Rewrite the listing from its start through the line containing "point(15, 17)" with "pin" changed to "marker" and everything else left as is. Leave the pictures out.

[Start of DATA TO USE]

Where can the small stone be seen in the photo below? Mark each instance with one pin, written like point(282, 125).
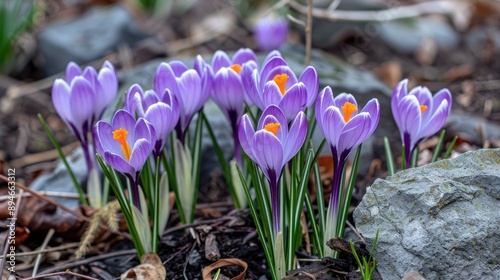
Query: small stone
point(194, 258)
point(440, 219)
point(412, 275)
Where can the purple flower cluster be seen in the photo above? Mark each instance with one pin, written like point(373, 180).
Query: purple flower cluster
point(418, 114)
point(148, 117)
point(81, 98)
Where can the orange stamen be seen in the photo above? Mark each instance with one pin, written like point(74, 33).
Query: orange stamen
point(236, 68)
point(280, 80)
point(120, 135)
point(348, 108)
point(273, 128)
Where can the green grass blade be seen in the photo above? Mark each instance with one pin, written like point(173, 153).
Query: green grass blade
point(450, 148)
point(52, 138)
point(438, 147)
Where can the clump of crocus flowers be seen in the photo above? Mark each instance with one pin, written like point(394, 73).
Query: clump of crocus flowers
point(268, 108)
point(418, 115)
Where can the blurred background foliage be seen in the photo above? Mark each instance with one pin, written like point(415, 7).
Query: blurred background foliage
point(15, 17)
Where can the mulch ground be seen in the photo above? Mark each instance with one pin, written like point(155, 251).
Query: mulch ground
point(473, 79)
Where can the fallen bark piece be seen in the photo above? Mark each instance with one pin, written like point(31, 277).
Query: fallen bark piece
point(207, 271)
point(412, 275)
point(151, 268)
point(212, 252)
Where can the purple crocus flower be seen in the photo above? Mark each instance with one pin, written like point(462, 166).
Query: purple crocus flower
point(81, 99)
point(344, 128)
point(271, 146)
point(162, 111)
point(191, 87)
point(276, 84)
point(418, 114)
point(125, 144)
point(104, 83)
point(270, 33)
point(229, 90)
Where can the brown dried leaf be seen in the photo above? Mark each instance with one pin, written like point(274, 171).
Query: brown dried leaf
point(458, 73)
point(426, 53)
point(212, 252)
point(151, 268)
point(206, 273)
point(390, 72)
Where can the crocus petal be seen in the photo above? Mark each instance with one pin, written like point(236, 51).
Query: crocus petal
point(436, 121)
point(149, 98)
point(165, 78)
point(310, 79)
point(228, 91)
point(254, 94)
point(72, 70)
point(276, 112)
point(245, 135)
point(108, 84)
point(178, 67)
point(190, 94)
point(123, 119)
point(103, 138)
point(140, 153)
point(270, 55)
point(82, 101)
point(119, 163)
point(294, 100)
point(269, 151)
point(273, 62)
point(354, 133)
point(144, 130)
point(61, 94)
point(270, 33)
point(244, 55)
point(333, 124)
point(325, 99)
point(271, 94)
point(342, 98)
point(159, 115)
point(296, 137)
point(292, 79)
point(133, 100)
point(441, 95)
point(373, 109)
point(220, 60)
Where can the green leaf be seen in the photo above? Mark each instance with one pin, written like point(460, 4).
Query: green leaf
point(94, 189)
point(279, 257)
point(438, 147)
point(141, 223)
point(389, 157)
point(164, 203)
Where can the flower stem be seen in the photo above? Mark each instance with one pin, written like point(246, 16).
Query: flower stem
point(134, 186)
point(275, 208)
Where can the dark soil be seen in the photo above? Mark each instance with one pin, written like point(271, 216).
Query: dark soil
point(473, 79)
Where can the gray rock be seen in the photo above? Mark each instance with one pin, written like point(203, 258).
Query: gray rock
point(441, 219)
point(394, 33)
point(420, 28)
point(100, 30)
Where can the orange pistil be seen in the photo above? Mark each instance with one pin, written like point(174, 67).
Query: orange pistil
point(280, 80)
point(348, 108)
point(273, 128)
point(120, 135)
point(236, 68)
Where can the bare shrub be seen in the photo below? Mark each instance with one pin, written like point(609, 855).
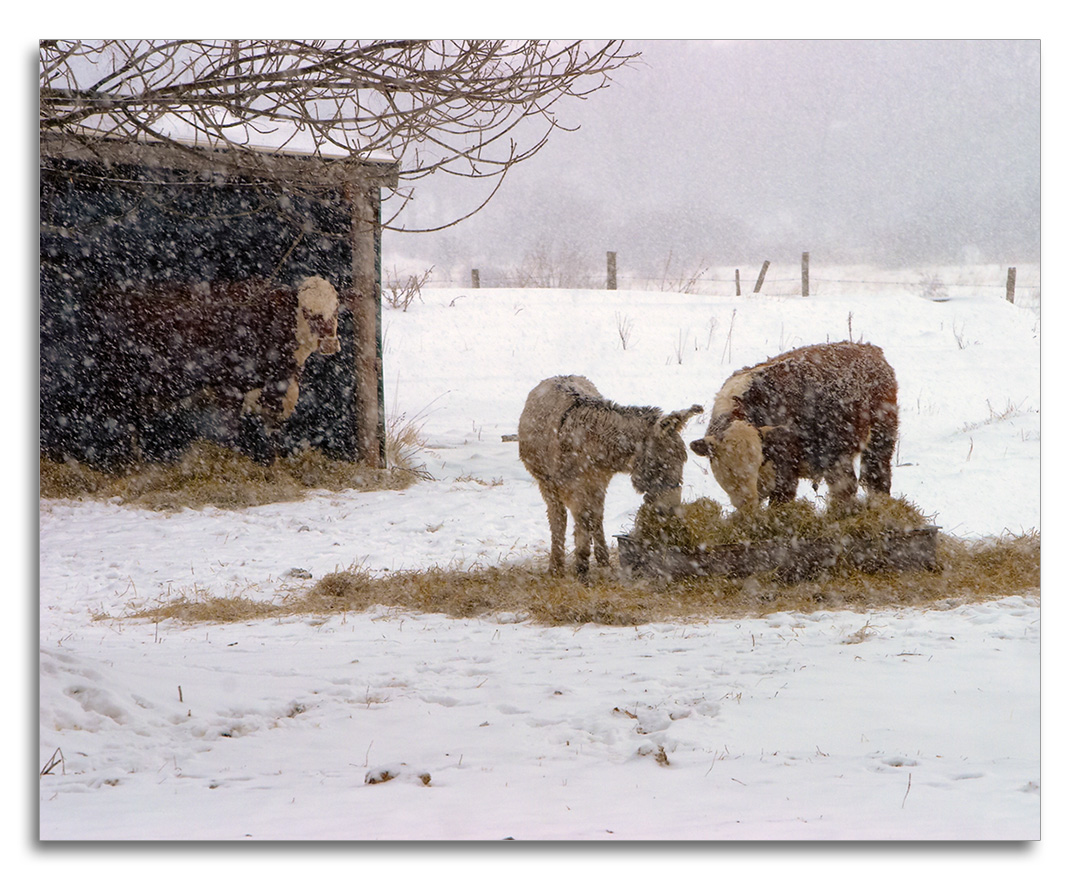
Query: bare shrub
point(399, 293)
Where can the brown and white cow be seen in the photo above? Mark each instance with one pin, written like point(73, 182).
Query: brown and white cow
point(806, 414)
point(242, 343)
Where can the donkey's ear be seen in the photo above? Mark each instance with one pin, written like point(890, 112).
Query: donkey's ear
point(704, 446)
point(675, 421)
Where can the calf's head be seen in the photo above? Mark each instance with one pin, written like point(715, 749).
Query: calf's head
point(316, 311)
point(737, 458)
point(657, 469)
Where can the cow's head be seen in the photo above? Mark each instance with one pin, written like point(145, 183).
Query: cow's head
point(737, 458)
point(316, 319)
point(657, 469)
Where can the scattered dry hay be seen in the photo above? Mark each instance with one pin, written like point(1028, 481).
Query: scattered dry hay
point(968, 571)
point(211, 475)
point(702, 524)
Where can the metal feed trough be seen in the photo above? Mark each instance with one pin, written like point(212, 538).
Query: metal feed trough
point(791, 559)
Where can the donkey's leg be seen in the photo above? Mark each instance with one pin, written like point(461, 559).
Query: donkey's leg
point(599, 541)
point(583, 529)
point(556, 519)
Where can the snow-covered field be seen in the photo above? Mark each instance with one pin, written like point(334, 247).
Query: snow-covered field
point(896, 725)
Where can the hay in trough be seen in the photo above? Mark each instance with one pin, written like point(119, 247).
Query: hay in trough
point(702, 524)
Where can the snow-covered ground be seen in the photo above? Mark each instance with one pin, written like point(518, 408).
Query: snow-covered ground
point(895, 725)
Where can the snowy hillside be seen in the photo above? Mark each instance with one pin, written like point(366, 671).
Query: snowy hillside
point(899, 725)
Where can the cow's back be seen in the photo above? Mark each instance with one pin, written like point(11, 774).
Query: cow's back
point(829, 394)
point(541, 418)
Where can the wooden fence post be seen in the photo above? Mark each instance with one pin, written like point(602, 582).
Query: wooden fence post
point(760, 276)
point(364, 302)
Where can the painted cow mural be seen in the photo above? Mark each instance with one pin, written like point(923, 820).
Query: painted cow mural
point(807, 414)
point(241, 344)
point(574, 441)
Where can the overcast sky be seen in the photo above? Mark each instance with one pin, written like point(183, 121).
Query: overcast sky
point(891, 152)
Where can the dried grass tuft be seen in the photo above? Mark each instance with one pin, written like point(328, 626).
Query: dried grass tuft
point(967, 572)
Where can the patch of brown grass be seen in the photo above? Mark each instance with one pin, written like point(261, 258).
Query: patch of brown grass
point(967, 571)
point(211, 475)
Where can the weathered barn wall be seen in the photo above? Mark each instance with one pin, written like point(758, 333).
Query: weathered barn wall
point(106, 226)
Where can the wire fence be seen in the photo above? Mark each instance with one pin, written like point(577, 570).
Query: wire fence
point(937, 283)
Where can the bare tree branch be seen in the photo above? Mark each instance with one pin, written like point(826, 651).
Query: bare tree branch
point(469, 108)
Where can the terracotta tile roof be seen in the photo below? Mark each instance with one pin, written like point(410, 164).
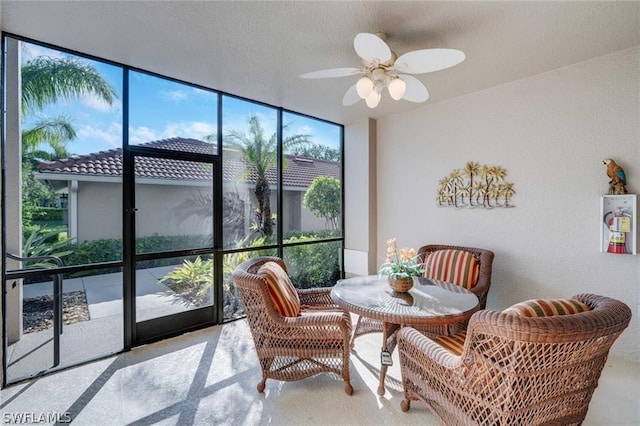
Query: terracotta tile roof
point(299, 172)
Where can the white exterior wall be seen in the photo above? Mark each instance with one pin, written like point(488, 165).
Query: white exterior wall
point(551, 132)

[End of DATA TO USE]

SOLUTION TO THIS PROBLEM
Where can the small stone be seen in the photo below? Mark each instance with one marker, written like point(282, 125).
Query: small stone
point(194, 258)
point(440, 219)
point(412, 275)
Where can the purple flower cluster be seen in the photo above? Mark each instance with one marker, written like point(373, 180).
Query: purple flower cluster
point(418, 114)
point(148, 117)
point(81, 98)
Where can the orange stamen be seen in the photo above? Mark each instance with one marker, written like point(74, 33).
Query: orange stamen
point(236, 68)
point(280, 80)
point(120, 135)
point(348, 108)
point(273, 128)
Where can the green grass blade be seen in the photo above? Mark each instance with one marker, written like point(173, 153).
Query: green grass blade
point(450, 148)
point(52, 138)
point(438, 147)
Where can the clump of crocus flowers be seen in the photo above? Mark each instance with one marker, written like point(394, 73).
Query: clump of crocus flowers
point(268, 108)
point(418, 115)
Where can the blurred background foliage be seen in the photo above? Mark each instance with one marker, written like point(415, 7).
Query: blurred background foliage
point(15, 17)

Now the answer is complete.